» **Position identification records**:
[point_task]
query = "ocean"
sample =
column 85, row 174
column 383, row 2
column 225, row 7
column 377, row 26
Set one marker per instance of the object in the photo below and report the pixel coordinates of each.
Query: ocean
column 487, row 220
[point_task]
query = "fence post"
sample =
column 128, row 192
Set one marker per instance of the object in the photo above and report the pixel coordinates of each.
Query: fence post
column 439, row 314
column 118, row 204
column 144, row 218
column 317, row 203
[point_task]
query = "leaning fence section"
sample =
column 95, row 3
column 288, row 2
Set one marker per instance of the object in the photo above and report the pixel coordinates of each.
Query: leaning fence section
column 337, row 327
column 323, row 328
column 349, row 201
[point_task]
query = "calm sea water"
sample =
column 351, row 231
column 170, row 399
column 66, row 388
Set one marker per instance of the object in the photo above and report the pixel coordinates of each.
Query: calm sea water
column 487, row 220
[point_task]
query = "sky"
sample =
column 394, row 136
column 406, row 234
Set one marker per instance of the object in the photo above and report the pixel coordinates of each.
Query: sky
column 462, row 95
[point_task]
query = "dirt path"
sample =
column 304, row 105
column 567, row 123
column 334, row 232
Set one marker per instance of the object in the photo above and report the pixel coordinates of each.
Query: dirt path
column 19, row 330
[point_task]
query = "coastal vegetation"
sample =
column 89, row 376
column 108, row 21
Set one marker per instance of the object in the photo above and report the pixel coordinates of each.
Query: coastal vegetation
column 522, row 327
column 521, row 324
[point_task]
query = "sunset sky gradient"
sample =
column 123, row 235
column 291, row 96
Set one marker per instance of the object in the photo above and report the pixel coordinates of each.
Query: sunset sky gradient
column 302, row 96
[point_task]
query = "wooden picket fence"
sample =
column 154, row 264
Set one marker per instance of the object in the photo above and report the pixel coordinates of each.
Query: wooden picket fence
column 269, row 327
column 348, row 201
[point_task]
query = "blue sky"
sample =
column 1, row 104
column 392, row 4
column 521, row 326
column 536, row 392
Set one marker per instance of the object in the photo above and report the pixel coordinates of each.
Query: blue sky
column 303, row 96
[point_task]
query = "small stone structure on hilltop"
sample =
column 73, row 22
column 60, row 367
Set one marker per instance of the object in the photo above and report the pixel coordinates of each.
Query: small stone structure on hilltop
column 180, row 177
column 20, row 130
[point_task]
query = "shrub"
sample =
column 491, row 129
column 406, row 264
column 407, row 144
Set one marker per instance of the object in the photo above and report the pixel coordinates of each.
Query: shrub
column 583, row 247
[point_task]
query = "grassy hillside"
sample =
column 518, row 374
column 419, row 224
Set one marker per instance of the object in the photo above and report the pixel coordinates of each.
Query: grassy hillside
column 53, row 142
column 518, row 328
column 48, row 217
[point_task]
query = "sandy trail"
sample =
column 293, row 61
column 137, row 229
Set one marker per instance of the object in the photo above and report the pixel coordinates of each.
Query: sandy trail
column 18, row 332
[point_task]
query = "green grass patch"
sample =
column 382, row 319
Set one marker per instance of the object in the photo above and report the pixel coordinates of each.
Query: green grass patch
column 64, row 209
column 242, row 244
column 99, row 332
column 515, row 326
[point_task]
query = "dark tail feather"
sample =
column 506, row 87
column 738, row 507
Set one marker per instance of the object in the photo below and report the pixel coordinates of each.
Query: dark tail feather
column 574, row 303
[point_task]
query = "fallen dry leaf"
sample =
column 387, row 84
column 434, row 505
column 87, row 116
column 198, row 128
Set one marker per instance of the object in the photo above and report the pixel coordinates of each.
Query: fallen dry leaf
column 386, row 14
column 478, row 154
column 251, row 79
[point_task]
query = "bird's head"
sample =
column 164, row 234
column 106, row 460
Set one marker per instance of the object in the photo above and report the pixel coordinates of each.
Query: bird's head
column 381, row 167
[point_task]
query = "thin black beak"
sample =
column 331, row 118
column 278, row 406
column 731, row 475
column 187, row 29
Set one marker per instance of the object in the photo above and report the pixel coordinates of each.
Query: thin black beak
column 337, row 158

» **EXERCISE PROMPT**:
Each line of the material above must be retyped precisely.

» **RESULT OF THIS EXERCISE**:
[point_task]
query = "ocean"
sample =
column 85, row 174
column 383, row 2
column 225, row 7
column 377, row 26
Set one marker per instance of the object in the photo below and report the pixel coordinates of each.
Query: ocean
column 487, row 220
[point_task]
query = "fence post"
sample =
column 128, row 192
Set one marker per instance of the object in the photo above and report the pixel coordinates of each.
Query: fence post
column 439, row 314
column 118, row 204
column 144, row 218
column 317, row 203
[point_task]
query = "leaning fence section"
sample =
column 95, row 3
column 288, row 2
Set one marker per instance of the object in the photo above and report the pixel coordinates of each.
Query: leaning fence section
column 337, row 327
column 323, row 328
column 349, row 201
[point_task]
query = "calm sea water"
sample =
column 351, row 231
column 170, row 399
column 66, row 388
Set one marker per instance of the object in the photo above and report the pixel coordinates of each.
Query: calm sea water
column 487, row 220
[point_task]
query = "sky"
sample =
column 394, row 136
column 406, row 234
Set one marker per instance of the object in the photo above and report the pixel coordinates of each.
Query: sky
column 462, row 95
[point_task]
query = "dirt path"
sample =
column 304, row 105
column 567, row 123
column 334, row 232
Set one marker per instance of the object in the photo above and report the pixel coordinates of each.
Query: dirt path
column 19, row 330
[point_task]
query = "coastal vegetation"
sample =
column 89, row 376
column 108, row 21
Set one marker per instance of the object in the photo above and report the pixel coordinates of each.
Query: coastal vegetation
column 522, row 327
column 521, row 324
[point_task]
query = "sunset sky gradient"
sample =
column 123, row 235
column 291, row 96
Set one marker per instance of the object in the photo above and report the pixel coordinates of each.
Query: sunset sky gradient
column 302, row 96
[point_task]
query = "wooden picket fence"
sample =
column 154, row 264
Set one marker per instance of the object in the photo above and report the pixel coordinates of each.
Query: wooden picket fence
column 269, row 327
column 348, row 201
[point_task]
query = "blue sky"
sample =
column 1, row 104
column 392, row 4
column 521, row 326
column 536, row 392
Set one marker per instance of the object in the photo above and report the pixel coordinates of each.
Query: blue sky
column 303, row 96
[point_task]
query = "small stone structure on hilltop"
sample =
column 73, row 22
column 60, row 367
Set one marker per instance of the object in the photo above and report the pixel coordinates of each.
Query: small stone structure on hilltop
column 180, row 177
column 20, row 130
[point_task]
query = "shrub"
sample =
column 491, row 129
column 406, row 264
column 407, row 144
Set one marker per instance of the object in the photo above and report the pixel coordinates of each.
Query: shrub
column 583, row 247
[point_task]
query = "grassy hillside"
sample =
column 518, row 374
column 419, row 224
Set one marker per instance of the object in the photo above and report the pixel coordinates of each.
Query: grassy hillside
column 53, row 142
column 518, row 328
column 48, row 217
[point_task]
query = "sandy trail"
sample =
column 293, row 61
column 137, row 229
Set one marker per instance of the object in the photo above and report the pixel coordinates of each.
Query: sandy trail
column 18, row 332
[point_task]
query = "green grass patch"
sample =
column 382, row 319
Set one marker per instance of the object in the photo above and report the pixel coordinates of each.
Query: green grass patch
column 64, row 209
column 242, row 244
column 99, row 332
column 515, row 326
[point_task]
query = "dark tail feather"
sample =
column 506, row 87
column 738, row 507
Set one marker per instance of the object in the photo below and report the pixel coordinates of each.
Query: dark tail feather
column 574, row 303
[point_task]
query = "fallen dry leaf"
sample =
column 387, row 84
column 434, row 505
column 87, row 116
column 198, row 128
Set one marker per instance of the object in the photo above and report the pixel coordinates of each.
Query: fallen dry leaf
column 386, row 14
column 478, row 154
column 251, row 79
[point_task]
query = "bird's head"
sample =
column 164, row 234
column 106, row 460
Set one marker per instance of the object in the photo above and report the pixel coordinates of each.
Query: bird's head
column 381, row 167
[point_task]
query = "thin black beak"
sample =
column 331, row 118
column 278, row 406
column 731, row 475
column 187, row 29
Set one marker per instance of the object in the photo above and report the pixel coordinates of each.
Query: thin black beak
column 337, row 158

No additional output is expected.